Task brief =>
Go through each line of the entries below and tally those containing the string "road"; give only the total.

Supplied records =>
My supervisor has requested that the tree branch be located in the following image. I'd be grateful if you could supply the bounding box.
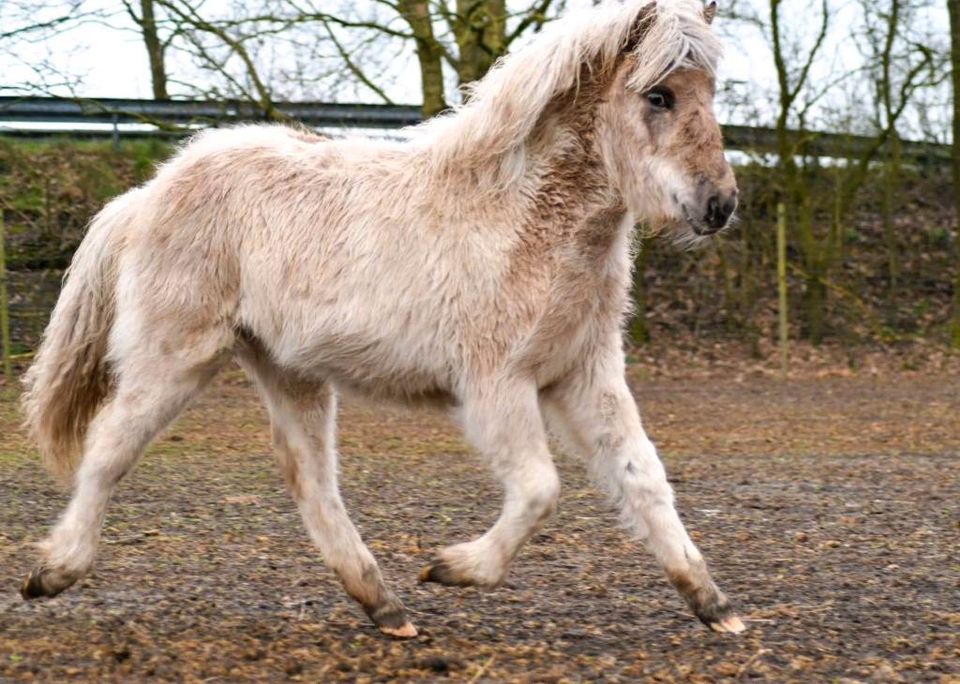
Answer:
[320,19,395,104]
...
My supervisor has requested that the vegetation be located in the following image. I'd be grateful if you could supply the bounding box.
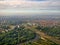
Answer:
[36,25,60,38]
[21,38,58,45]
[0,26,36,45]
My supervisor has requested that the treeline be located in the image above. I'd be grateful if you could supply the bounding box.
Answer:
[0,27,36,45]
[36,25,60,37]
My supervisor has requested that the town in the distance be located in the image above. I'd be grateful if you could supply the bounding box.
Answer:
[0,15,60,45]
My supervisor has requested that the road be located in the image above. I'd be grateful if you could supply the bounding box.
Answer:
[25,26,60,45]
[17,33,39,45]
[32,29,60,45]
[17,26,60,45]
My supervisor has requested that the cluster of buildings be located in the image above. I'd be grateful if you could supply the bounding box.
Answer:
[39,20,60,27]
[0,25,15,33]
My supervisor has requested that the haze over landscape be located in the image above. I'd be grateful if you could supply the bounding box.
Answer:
==
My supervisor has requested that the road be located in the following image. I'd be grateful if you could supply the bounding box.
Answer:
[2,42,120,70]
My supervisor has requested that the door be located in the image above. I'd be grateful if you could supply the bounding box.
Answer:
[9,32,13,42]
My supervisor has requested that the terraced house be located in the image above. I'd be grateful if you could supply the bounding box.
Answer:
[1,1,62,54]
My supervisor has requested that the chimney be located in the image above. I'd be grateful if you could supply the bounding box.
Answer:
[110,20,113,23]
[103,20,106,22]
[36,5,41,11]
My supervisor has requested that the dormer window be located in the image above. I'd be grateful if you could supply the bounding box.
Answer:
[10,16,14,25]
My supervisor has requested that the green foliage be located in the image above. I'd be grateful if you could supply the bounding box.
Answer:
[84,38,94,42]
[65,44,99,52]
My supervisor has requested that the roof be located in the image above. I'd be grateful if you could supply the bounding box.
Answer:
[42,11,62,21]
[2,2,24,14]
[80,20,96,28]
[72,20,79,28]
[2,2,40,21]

Answer section =>
2